### Passage shown
ViPlay 3.0 Beta 3

3.7 out of 5 stars 3.7 (19 votes)

BETA (January 12, 2006)

Windows 2000/2003/9x/XP / Open Source / 5,933 downloads

ViPlay is a movie player designed to play the most popular movie types using overlaying technology for a faster and more efficient way of video playback. Features like high performance and visual quality, stability, speed, easy interface with context menu, fully skinnable, support for 53 subtitle formats, Ini files creation, multiple audio streams, custom graph building, aspect ratio, digital zoom, OSD, playlist, etc. make it the definitive movie player available on the Internet.

  • Publisher

    URUSoft

  • Homepage

    ViPlay

  • Latest Changes

    - Added subtitles support (VMR9 only for now)

    - Added support for 61 subtitle formats

    - Improved plugins

    - Some bugs fixed

Reviews of ViPlay

  1. 2 out of 5 stars
    seier

    Reviewing 3.0 Beta 2 (Jan 1, 2006)
######
[Challenges]
1 > On the ViPlay page, which company is listed as the publisher?
2 > Reproduce the ViPlay page word for word between "ViPlay is a" and "on the Internet.", inclusive.
### Dataset records
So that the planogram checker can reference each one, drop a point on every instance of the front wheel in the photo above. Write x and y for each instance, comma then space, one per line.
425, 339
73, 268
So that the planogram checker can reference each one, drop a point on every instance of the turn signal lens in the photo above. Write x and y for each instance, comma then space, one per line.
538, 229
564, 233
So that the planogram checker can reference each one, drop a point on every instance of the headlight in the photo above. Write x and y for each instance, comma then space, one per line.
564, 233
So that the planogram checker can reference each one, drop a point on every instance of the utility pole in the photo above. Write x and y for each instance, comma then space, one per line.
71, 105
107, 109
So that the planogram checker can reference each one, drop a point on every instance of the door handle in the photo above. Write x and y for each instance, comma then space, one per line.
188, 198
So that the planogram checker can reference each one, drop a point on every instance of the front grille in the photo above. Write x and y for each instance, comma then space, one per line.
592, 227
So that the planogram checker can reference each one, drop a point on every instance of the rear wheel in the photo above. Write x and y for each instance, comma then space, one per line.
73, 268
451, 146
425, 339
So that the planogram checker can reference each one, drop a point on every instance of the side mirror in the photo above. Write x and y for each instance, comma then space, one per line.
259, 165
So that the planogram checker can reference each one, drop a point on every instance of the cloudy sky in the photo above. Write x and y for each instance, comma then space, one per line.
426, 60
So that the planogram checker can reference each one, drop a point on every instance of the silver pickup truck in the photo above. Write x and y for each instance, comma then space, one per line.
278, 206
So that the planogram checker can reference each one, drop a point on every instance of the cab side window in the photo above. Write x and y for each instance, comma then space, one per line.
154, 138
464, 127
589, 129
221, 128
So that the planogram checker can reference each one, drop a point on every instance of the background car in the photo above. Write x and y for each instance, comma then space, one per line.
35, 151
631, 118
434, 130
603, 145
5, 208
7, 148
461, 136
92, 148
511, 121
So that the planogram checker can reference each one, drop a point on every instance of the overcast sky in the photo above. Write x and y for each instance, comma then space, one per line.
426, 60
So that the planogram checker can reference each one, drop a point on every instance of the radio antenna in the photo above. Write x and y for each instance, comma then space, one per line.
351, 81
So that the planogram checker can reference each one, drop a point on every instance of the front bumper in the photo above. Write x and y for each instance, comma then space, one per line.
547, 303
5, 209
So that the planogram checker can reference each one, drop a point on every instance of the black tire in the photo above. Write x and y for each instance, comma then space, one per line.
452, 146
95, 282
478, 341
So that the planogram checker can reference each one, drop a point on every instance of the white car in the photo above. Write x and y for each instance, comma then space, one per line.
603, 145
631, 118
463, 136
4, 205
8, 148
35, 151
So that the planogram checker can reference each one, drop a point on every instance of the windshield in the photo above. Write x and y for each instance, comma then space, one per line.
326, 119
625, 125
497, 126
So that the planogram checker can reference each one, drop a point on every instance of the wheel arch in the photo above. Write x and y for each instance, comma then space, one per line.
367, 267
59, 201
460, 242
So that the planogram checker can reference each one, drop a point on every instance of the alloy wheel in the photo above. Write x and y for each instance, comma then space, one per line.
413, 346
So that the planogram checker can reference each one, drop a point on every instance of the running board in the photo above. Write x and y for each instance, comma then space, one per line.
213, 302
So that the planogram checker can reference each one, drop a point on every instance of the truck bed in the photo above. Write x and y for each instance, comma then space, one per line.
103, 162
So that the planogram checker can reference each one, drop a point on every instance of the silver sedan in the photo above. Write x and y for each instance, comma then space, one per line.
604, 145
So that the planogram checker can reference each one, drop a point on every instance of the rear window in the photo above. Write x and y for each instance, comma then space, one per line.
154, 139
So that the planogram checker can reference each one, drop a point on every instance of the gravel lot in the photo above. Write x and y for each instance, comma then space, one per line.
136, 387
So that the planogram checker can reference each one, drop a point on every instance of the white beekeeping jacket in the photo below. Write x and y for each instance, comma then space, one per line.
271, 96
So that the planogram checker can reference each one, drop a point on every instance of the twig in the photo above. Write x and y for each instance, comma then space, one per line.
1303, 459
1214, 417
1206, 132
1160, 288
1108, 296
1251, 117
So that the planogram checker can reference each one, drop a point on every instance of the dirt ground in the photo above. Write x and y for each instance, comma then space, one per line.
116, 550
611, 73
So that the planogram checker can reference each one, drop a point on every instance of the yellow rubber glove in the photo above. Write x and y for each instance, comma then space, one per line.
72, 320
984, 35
######
[Correct answers]
1 > URUSoft

2 >
ViPlay is a movie player designed to play the most popular movie types using overlaying technology for a faster and more efficient way of video playback. Features like high performance and visual quality, stability, speed, easy interface with context menu, fully skinnable, support for 53 subtitle formats, Ini files creation, multiple audio streams, custom graph building, aspect ratio, digital zoom, OSD, playlist, etc. make it the definitive movie player available on the Internet.